--- START ---

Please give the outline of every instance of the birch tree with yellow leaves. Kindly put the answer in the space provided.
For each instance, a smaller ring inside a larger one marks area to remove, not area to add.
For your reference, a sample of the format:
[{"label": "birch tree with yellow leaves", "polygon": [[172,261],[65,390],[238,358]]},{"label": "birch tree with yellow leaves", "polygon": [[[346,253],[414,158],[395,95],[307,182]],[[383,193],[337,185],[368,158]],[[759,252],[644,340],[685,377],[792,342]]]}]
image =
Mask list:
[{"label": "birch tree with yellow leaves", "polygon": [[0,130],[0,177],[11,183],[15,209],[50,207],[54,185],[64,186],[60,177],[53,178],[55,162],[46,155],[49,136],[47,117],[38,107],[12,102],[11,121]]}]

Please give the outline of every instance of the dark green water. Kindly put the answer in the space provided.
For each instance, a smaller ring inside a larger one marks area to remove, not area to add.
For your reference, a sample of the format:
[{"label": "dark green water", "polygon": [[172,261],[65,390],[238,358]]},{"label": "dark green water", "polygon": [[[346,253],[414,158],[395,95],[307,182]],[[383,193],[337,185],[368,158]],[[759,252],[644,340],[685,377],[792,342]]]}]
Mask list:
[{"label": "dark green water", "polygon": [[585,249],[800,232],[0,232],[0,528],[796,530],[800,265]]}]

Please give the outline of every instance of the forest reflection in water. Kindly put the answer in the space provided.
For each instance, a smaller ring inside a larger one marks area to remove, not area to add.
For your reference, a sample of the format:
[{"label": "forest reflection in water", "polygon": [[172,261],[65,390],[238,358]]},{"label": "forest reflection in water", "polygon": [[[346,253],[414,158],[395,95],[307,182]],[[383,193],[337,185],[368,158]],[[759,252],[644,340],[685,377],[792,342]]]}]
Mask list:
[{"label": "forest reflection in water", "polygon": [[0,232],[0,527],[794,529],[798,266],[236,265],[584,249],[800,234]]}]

--- END ---

Exercise directions:
An exact copy of every record is needed; write it out in full.

Answer to the problem:
Please give the outline of every instance of the birch tree with yellow leaves. Kindly put the answer in the space provided.
For each instance, a smaller ring inside a larger one marks area to remove, not area to add.
For your reference, a sample of the format:
[{"label": "birch tree with yellow leaves", "polygon": [[172,261],[65,390],[238,358]]},{"label": "birch tree with yellow leaves", "polygon": [[[346,253],[414,158],[395,95],[307,182]],[[383,193],[337,185],[368,158]],[[759,252],[644,340],[685,377],[792,342]]]}]
image =
Mask list:
[{"label": "birch tree with yellow leaves", "polygon": [[0,130],[0,177],[11,183],[15,209],[50,207],[54,185],[64,186],[60,177],[53,178],[55,162],[46,155],[49,136],[47,117],[38,107],[12,102],[11,121]]}]

Please give the outline of every instance of the dark green water. Kindly put the answer in the space provided.
For each instance, a smaller ring inside a larger one marks area to remove, not area to add.
For your reference, a sample of the format:
[{"label": "dark green water", "polygon": [[172,261],[65,390],[238,358]]},{"label": "dark green water", "polygon": [[[346,253],[414,158],[395,95],[307,182]],[[383,193],[337,185],[368,158]],[[759,252],[644,340],[685,377],[792,342]]]}]
Mask list:
[{"label": "dark green water", "polygon": [[585,249],[800,232],[0,232],[0,528],[796,530],[800,265]]}]

Please give the outline of every instance of the forest reflection in water. Kindly put the answer in the space provided.
For each instance, a smaller ring inside a larger one marks area to remove, not area to add.
For your reference, a sample of the format:
[{"label": "forest reflection in water", "polygon": [[172,261],[65,390],[238,358]]},{"label": "forest reflection in water", "polygon": [[[346,253],[414,158],[395,95],[307,182]],[[383,193],[337,185],[368,158]],[[759,252],[644,340],[685,377],[792,342]]]}]
Mask list:
[{"label": "forest reflection in water", "polygon": [[0,232],[0,527],[794,529],[798,266],[236,265],[584,249],[800,234]]}]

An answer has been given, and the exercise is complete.